**DATA FOR THIS TASK**
_____
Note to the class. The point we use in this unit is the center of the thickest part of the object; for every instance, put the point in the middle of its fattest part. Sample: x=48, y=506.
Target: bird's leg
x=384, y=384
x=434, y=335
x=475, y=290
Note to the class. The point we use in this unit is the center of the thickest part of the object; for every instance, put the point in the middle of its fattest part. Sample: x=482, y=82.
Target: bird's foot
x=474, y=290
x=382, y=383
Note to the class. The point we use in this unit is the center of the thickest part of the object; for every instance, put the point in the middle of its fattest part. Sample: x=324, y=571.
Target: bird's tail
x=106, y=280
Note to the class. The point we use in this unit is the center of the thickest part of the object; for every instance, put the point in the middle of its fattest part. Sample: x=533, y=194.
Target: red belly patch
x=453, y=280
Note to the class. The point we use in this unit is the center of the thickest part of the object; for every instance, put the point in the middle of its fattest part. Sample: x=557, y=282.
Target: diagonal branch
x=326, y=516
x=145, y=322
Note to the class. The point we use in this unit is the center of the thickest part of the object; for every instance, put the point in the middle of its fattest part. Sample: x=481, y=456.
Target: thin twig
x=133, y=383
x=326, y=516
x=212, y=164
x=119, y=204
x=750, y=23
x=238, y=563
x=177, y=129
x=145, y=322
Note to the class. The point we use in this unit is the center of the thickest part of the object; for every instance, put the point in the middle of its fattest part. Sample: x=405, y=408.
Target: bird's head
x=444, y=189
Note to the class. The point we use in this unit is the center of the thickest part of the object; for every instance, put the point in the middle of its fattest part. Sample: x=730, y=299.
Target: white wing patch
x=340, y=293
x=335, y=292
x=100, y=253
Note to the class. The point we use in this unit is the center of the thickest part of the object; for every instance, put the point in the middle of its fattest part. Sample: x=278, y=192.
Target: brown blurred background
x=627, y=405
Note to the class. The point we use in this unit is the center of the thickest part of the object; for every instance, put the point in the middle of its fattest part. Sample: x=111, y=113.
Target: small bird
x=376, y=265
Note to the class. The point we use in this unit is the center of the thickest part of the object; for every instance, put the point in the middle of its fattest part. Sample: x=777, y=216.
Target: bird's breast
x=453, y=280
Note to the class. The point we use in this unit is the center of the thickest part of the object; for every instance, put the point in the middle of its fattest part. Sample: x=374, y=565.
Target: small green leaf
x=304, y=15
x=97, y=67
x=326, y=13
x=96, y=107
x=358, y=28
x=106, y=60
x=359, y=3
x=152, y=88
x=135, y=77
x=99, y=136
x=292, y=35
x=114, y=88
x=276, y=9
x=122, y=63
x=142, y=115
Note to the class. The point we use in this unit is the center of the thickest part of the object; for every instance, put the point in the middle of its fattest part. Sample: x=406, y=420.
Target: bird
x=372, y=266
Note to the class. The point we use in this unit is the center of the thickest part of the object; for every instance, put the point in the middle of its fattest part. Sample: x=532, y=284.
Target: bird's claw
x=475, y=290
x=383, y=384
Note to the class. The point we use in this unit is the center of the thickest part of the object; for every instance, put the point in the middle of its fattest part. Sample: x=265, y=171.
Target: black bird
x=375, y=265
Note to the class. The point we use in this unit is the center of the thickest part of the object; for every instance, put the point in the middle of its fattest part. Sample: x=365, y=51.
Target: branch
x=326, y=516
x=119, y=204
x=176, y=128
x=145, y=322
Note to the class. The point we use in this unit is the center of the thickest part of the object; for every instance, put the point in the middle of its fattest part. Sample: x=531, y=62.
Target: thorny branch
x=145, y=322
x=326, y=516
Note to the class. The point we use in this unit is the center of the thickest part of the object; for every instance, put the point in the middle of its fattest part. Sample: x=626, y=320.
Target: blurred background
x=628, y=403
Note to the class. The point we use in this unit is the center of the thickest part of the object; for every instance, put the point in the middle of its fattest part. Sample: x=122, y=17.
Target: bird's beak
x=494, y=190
_____
**WHAT IS REQUIRED**
Reproduce every one of these records word for word.

**RESULT FOR THIS EXERCISE**
Note to the class. The point we use in this unit is the center of the thickest part of the object; for every instance, put the point in the middle of its fattest part. Sample: x=48, y=506.
Target: bird's leg
x=384, y=384
x=434, y=335
x=475, y=290
Note to the class. The point we use in this unit is the center of the thickest part of the object; for every instance, put the point in the middle of its fattest part. Sample: x=482, y=82.
Target: bird's foot
x=474, y=290
x=382, y=383
Note to the class. The point we use in this unit is the center of the thickest part of the object; for every instance, put the point in the middle of its fattest part. Sample: x=324, y=571.
Target: bird's tail
x=106, y=280
Note to the class. The point we use in this unit is the center of the thickest part of the object; for every instance, put the point in the middle of its fattest part. Sample: x=533, y=194.
Target: red belly patch
x=453, y=280
Note to the class. The point we use in this unit is the center of the thickest part of the object; for every instance, put the point in the middle of its fattest part. Sample: x=557, y=282.
Target: diagonal branch
x=326, y=516
x=145, y=322
Note to the class. The point we use in this unit is the center of the thickest part of the object; for every instance, put the point in the middle of its fattest part. Sample: x=481, y=456.
Target: thin twig
x=133, y=383
x=326, y=516
x=212, y=164
x=119, y=204
x=750, y=23
x=238, y=563
x=177, y=129
x=145, y=322
Note to the class. The point we use in this unit is the center of the thickest part of the object; for every instance, put the point in the middle of its fattest part. Sample: x=405, y=408.
Target: bird's head
x=444, y=189
Note to the class. The point we use in this unit is the center of the thickest part of the object; for every instance, put the point in the middle of its fattest part. Sample: x=730, y=299.
Target: white wing patch
x=340, y=293
x=335, y=292
x=100, y=253
Note to the class. The point we use in this unit is the center of the thickest part of the object; for every instance, put the point in the middle of its fattest part. Sample: x=278, y=192.
Target: brown blurred background
x=627, y=405
Note to the class. The point we use in this unit is the center of the thickest part of the object; for every instance, put the point in the middle of its fattest part. Sample: x=111, y=113.
Target: small bird
x=376, y=265
Note to the class. The point we use in this unit is the center of the thickest part of the object; for every instance, put the point in the middle of its fattest part. Sample: x=777, y=216.
Target: bird's breast
x=453, y=280
Note to the class. The point we use in this unit is the center of the thickest part of the object; for every instance, put the point in the middle of its fattest part. Sample: x=374, y=565.
Target: small green leaf
x=304, y=15
x=97, y=67
x=326, y=13
x=96, y=107
x=358, y=28
x=106, y=60
x=359, y=3
x=152, y=88
x=135, y=77
x=99, y=136
x=292, y=35
x=114, y=88
x=276, y=9
x=122, y=63
x=142, y=115
Note to the class. The point we use in this unit is the center of the thickest part of the object; for every instance, put the point in the middle of its fattest part. Sample: x=406, y=420.
Target: bird
x=372, y=266
Note to the class. The point we use in this unit is the center of the thickest part of the object; for every instance, put the point in the middle of its fattest part. Sample: x=532, y=284.
Target: bird's claw
x=475, y=290
x=383, y=384
Note to the class. The point we use in this unit is the center of the thickest part of the object; for every instance, put the point in the middle of its fattest part. Sample: x=265, y=171.
Target: black bird
x=375, y=265
Note to the class. The point we use in this unit is the center of the thickest part of the object; for every instance, put the point in the middle of its fattest part. Sample: x=365, y=51.
Target: branch
x=326, y=516
x=119, y=204
x=176, y=128
x=145, y=322
Note to the class. The point we use in this unit is the center of the thickest part of the object; for every instance, put the point in the middle of its fattest part. Sample: x=531, y=62.
Target: thorny branch
x=145, y=322
x=326, y=516
Note to the class. The point we use in this unit is the center of the thickest part of the object; for every instance, put the point in the middle of its fattest part. Sample: x=626, y=320.
Target: blurred background
x=628, y=403
Note to the class. The point we use in this unit is the center of the thickest part of the object; for every instance, put the point in the middle of its fattest part. Sample: x=122, y=17.
Target: bird's beak
x=494, y=190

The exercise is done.